= REQUIREMENTS =
Format every line of the rows below as a Markdown table with the columns No. and Text, numbering each line and skipping blank ones. Leave the pictures out of the answer.

━━━ THE INPUT ━━━

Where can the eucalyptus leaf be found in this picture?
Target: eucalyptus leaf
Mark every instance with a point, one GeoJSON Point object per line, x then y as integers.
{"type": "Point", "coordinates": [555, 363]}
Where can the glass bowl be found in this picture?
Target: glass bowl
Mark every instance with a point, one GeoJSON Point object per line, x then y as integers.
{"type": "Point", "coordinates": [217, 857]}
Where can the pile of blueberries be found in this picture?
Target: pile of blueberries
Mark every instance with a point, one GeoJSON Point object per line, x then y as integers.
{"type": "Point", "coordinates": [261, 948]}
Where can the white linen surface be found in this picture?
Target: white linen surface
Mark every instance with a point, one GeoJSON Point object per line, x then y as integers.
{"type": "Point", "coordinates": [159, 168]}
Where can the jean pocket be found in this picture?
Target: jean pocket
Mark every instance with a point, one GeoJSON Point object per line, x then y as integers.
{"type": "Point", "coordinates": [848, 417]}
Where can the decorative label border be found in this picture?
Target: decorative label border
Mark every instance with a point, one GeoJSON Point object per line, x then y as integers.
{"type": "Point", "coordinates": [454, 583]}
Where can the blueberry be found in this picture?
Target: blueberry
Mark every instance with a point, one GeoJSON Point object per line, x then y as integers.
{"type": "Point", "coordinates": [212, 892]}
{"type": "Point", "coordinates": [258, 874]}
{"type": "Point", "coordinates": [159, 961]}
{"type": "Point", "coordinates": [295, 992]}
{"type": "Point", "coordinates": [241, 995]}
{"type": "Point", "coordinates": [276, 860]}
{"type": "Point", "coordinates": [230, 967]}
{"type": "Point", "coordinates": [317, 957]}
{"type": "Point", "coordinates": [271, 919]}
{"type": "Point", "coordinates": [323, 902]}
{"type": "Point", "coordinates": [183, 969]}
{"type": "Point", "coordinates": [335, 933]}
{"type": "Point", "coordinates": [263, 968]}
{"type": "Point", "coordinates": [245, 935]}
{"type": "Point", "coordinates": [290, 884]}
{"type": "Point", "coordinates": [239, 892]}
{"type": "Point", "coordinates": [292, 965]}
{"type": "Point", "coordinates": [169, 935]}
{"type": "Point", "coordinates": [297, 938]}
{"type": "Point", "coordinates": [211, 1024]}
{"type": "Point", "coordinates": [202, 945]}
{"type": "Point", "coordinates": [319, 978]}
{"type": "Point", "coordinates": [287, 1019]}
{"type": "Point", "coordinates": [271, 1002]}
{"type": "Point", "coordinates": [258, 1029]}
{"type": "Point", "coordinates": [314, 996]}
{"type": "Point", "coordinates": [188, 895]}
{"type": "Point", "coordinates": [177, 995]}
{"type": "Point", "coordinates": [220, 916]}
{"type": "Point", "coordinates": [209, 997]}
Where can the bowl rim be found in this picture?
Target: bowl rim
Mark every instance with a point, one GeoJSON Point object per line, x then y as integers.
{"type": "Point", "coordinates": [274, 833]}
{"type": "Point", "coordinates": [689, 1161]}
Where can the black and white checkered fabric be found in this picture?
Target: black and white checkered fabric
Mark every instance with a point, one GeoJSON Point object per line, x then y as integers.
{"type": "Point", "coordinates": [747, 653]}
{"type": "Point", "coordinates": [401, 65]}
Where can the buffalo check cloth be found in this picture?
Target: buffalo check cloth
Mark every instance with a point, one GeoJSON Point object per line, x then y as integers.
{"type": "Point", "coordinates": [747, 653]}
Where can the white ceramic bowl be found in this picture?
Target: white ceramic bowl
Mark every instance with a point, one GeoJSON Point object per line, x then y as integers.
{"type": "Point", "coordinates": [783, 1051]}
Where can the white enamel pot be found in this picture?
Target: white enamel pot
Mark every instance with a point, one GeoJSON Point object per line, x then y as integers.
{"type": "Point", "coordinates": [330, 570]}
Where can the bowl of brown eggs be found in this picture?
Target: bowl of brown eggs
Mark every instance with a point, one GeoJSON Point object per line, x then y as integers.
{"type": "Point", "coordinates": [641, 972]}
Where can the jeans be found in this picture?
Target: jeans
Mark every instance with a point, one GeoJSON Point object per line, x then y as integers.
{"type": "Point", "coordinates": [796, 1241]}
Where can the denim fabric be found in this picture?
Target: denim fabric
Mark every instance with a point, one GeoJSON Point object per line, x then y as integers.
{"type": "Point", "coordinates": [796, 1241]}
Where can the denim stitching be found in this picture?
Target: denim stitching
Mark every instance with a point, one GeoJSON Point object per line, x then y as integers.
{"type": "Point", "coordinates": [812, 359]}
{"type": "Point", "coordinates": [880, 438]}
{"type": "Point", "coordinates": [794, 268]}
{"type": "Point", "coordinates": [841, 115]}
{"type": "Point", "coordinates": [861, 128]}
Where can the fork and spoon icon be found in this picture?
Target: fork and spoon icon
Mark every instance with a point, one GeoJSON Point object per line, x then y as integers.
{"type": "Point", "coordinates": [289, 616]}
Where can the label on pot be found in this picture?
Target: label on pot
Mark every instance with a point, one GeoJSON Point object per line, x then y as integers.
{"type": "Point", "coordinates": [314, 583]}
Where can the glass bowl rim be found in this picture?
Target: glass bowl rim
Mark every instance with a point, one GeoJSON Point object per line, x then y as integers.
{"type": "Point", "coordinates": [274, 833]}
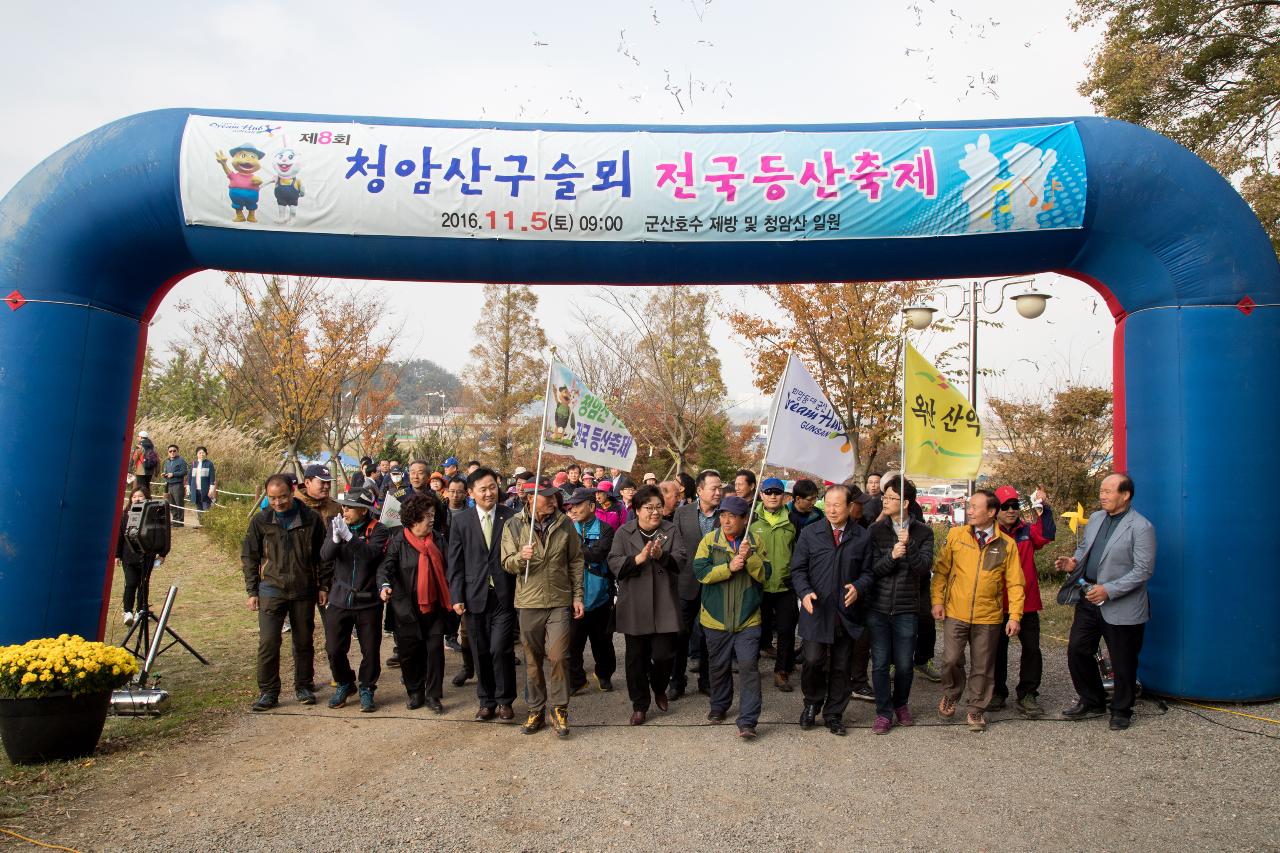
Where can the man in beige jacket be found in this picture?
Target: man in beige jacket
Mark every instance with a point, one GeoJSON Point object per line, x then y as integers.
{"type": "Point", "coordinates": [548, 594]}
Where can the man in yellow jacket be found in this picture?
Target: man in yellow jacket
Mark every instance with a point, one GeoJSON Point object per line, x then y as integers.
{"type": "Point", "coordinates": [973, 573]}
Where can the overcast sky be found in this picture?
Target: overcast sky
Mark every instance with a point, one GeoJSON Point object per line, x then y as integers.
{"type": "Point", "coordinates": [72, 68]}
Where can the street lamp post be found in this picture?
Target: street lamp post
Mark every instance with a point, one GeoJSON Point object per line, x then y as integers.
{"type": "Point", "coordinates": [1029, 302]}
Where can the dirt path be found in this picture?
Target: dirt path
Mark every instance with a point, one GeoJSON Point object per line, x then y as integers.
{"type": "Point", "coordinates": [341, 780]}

━━━

= EXERCISE OUTPUT =
| No. | Text |
|---|---|
| 1 | Where can the eucalyptus leaf be found in this picture? |
| 2 | Target: eucalyptus leaf |
| 3 | Mark every instance with a point, one GeoJSON Point object per line, x then y as integers. |
| 4 | {"type": "Point", "coordinates": [555, 363]} |
| 5 | Where can the glass bowl be found in this picture? |
| 6 | Target: glass bowl |
| 7 | Mark every instance with a point, one GeoJSON Point object per line, x then y as integers. |
| 8 | {"type": "Point", "coordinates": [217, 857]} |
| 9 | Where can the pile of blueberries be found in this picture? |
| 10 | Target: pile of blueberries |
| 11 | Mark every instance with a point, one GeoJSON Point object per line, x then y as integers. |
| 12 | {"type": "Point", "coordinates": [261, 948]} |
| 13 | Where can the white linen surface be found in this picture? |
| 14 | Target: white linen surface |
| 15 | Mark every instance with a point, one GeoJSON Point object per line, x then y as integers. |
| 16 | {"type": "Point", "coordinates": [159, 168]} |
| 17 | Where can the jean pocket be found in this picture? |
| 18 | Target: jean pocket |
| 19 | Mark every instance with a point, one GeoJSON Point object per line, x then y as integers. |
| 20 | {"type": "Point", "coordinates": [848, 417]} |
| 21 | Where can the decorative label border be found in this picture? |
| 22 | Target: decorative label border |
| 23 | Mark every instance with a point, one GeoJSON Point object per line, x then y as integers. |
| 24 | {"type": "Point", "coordinates": [454, 583]} |
| 25 | Where can the blueberry be found in this picture? |
| 26 | Target: blueberry |
| 27 | Mark every instance with a point, one GeoJSON Point object per line, x then y as integers. |
| 28 | {"type": "Point", "coordinates": [212, 892]} |
| 29 | {"type": "Point", "coordinates": [258, 874]} |
| 30 | {"type": "Point", "coordinates": [159, 961]} |
| 31 | {"type": "Point", "coordinates": [295, 992]} |
| 32 | {"type": "Point", "coordinates": [241, 995]} |
| 33 | {"type": "Point", "coordinates": [276, 860]} |
| 34 | {"type": "Point", "coordinates": [230, 967]} |
| 35 | {"type": "Point", "coordinates": [317, 957]} |
| 36 | {"type": "Point", "coordinates": [271, 919]} |
| 37 | {"type": "Point", "coordinates": [323, 902]} |
| 38 | {"type": "Point", "coordinates": [183, 969]} |
| 39 | {"type": "Point", "coordinates": [335, 933]} |
| 40 | {"type": "Point", "coordinates": [263, 968]} |
| 41 | {"type": "Point", "coordinates": [245, 935]} |
| 42 | {"type": "Point", "coordinates": [290, 884]} |
| 43 | {"type": "Point", "coordinates": [239, 892]} |
| 44 | {"type": "Point", "coordinates": [292, 965]} |
| 45 | {"type": "Point", "coordinates": [169, 935]} |
| 46 | {"type": "Point", "coordinates": [297, 938]} |
| 47 | {"type": "Point", "coordinates": [211, 1024]} |
| 48 | {"type": "Point", "coordinates": [202, 945]} |
| 49 | {"type": "Point", "coordinates": [319, 978]} |
| 50 | {"type": "Point", "coordinates": [287, 1019]} |
| 51 | {"type": "Point", "coordinates": [271, 1002]} |
| 52 | {"type": "Point", "coordinates": [258, 1029]} |
| 53 | {"type": "Point", "coordinates": [314, 996]} |
| 54 | {"type": "Point", "coordinates": [188, 895]} |
| 55 | {"type": "Point", "coordinates": [177, 995]} |
| 56 | {"type": "Point", "coordinates": [220, 916]} |
| 57 | {"type": "Point", "coordinates": [209, 997]} |
| 58 | Where can the bowl rim be found in this picture? |
| 59 | Target: bowl rim |
| 60 | Mark every instance with a point, one GeoJSON Point object per line, x then y as integers. |
| 61 | {"type": "Point", "coordinates": [274, 833]} |
| 62 | {"type": "Point", "coordinates": [689, 1161]} |
| 63 | Where can the black and white checkered fabric be found in this picture? |
| 64 | Target: black and white checkered fabric |
| 65 | Mark every instance with a point, one GeoJSON Point object per line, x then y as integers. |
| 66 | {"type": "Point", "coordinates": [747, 653]} |
| 67 | {"type": "Point", "coordinates": [401, 65]} |
| 68 | Where can the buffalo check cloth be found in this picture? |
| 69 | Target: buffalo check cloth |
| 70 | Mark every instance with a point, one GeoJSON Point object per line, x then y as integers. |
| 71 | {"type": "Point", "coordinates": [747, 653]} |
| 72 | Where can the white ceramic bowl be found in this picture? |
| 73 | Target: white ceramic bowl |
| 74 | Mark every instance with a point, one GeoJSON Point object per line, x then y as integers. |
| 75 | {"type": "Point", "coordinates": [783, 1051]} |
| 76 | Where can the white enamel pot be found in this picture? |
| 77 | Target: white enamel pot |
| 78 | Mark every instance with a point, one GeoJSON Point object per line, x then y as integers. |
| 79 | {"type": "Point", "coordinates": [330, 570]} |
| 80 | Where can the bowl of brown eggs be found in this picture? |
| 81 | Target: bowl of brown eggs |
| 82 | Mark every instance with a point, one GeoJSON Point object per line, x then y as integers. |
| 83 | {"type": "Point", "coordinates": [641, 972]} |
| 84 | Where can the jeans be found in this picture? |
| 85 | Target: jeans |
| 86 | Mark every instance with a point, one GeoJSON Point object per line, x then y as integers. |
| 87 | {"type": "Point", "coordinates": [796, 1241]} |
| 88 | Where can the denim fabric be found in this picture? |
| 89 | Target: denim fabric |
| 90 | Mark every instance with a point, one GeoJSON Point object per line, x then y as integers. |
| 91 | {"type": "Point", "coordinates": [796, 1241]} |
| 92 | Where can the denim stitching be found in this picture? |
| 93 | Target: denim stitching |
| 94 | Mark every instance with a point, one GeoJSON Point object per line, x then y as integers. |
| 95 | {"type": "Point", "coordinates": [812, 359]} |
| 96 | {"type": "Point", "coordinates": [880, 438]} |
| 97 | {"type": "Point", "coordinates": [794, 268]} |
| 98 | {"type": "Point", "coordinates": [841, 115]} |
| 99 | {"type": "Point", "coordinates": [861, 128]} |
| 100 | Where can the fork and spoon icon be found in this picture? |
| 101 | Target: fork and spoon icon |
| 102 | Mark every instance with a point, one GeoJSON Point object per line, x then y as integers. |
| 103 | {"type": "Point", "coordinates": [289, 616]} |
| 104 | Where can the label on pot be found in this picture? |
| 105 | Target: label on pot |
| 106 | Mark every instance with a point, one GeoJSON Point object per line, x then y as integers. |
| 107 | {"type": "Point", "coordinates": [314, 583]} |
| 108 | Where can the glass bowl rim be found in this picture? |
| 109 | Target: glass bowl rim |
| 110 | Mark every instance with a point, one GeoJSON Point object per line, x then y as integers. |
| 111 | {"type": "Point", "coordinates": [274, 833]} |
| 112 | Where can the man in beige jacket be found in this picture? |
| 113 | Target: man in beige jacket |
| 114 | Mark every instance with a point, one GeoJSON Point object per line, x then y as integers. |
| 115 | {"type": "Point", "coordinates": [548, 594]} |
| 116 | Where can the man in yellow jacket be found in this picture? |
| 117 | Target: man in yellow jacket |
| 118 | Mark every instance with a point, one GeoJSON Point object per line, x then y as integers. |
| 119 | {"type": "Point", "coordinates": [973, 573]} |
| 120 | Where can the overcast sky be found in this picture? |
| 121 | Target: overcast sky |
| 122 | Mark every instance with a point, one GeoJSON Point object per line, x then y as integers. |
| 123 | {"type": "Point", "coordinates": [72, 68]} |
| 124 | Where can the street lamp post be found in this picture? |
| 125 | Target: street lamp post |
| 126 | Mark every instance with a point, one GeoJSON Point object per line, x then y as integers. |
| 127 | {"type": "Point", "coordinates": [1029, 302]} |
| 128 | Where can the dirt path be found in this picture? |
| 129 | Target: dirt path |
| 130 | Mark every instance with a point, one GeoJSON Point object per line, x then y as integers. |
| 131 | {"type": "Point", "coordinates": [341, 780]} |